[Stored entries]
————

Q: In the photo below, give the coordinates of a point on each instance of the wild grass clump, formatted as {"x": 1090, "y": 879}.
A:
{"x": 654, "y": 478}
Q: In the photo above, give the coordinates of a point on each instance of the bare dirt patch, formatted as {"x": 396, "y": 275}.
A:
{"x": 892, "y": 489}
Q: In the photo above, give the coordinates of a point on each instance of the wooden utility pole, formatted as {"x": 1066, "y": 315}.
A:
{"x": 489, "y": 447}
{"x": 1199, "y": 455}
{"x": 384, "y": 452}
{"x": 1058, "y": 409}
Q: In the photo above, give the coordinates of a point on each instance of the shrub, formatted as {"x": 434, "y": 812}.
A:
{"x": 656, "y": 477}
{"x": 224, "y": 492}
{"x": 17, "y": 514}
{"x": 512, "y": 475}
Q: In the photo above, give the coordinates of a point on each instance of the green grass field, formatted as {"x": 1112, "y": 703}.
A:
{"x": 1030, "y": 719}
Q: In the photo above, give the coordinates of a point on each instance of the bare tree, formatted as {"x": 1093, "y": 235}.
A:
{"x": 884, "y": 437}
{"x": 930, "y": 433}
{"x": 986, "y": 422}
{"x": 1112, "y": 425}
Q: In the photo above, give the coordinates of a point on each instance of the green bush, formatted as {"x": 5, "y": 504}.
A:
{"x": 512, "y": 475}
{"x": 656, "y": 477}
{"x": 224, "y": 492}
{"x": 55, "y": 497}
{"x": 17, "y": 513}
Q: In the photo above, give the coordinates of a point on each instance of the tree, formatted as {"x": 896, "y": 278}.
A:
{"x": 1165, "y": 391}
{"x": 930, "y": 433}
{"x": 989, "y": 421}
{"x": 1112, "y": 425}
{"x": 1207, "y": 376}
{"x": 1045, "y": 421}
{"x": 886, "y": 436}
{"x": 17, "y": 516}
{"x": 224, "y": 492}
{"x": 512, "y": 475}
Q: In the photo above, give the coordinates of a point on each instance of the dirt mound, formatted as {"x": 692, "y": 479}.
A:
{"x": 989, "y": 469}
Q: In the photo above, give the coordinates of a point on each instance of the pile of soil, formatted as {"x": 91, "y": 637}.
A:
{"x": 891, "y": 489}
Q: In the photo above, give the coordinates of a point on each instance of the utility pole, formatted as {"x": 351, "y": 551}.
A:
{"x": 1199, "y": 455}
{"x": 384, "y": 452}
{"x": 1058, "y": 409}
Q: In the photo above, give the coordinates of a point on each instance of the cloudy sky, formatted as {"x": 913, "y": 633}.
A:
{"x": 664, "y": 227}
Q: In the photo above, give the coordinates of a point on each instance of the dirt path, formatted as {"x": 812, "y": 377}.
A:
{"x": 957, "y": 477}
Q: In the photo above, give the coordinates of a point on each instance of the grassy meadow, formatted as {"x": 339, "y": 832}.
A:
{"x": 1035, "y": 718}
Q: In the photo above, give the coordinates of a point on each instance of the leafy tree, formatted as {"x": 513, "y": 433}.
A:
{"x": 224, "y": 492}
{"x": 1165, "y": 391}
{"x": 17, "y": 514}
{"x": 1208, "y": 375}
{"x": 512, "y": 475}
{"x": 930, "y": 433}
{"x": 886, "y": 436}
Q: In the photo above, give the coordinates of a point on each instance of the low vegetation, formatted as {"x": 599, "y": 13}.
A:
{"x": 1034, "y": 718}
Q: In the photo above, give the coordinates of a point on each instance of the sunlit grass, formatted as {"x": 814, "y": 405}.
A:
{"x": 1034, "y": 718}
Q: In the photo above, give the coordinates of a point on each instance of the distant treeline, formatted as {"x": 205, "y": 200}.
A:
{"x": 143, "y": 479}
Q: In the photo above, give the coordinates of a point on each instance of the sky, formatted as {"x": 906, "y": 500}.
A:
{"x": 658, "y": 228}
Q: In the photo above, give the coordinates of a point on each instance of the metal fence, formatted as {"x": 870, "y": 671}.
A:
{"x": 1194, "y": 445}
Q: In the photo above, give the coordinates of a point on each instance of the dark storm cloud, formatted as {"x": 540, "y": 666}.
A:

————

In the entries above, the lines between the one holding "of the cloudy" and the one holding "of the grassy", inclusive, are to be printed exactly as written, and those alone.

### OUTPUT OF THE EXERCISE
Q: In the photo above, give the coordinates of a point on each instance of the cloudy sky, formatted as {"x": 913, "y": 633}.
A:
{"x": 664, "y": 227}
Q: In the photo above, give the coordinates of a point on each instance of the dirt path, formatted as {"x": 812, "y": 377}.
A:
{"x": 957, "y": 477}
Q: In the photo above, give the coordinates of a point on each instance of the grassy meadow, formatted as {"x": 339, "y": 832}.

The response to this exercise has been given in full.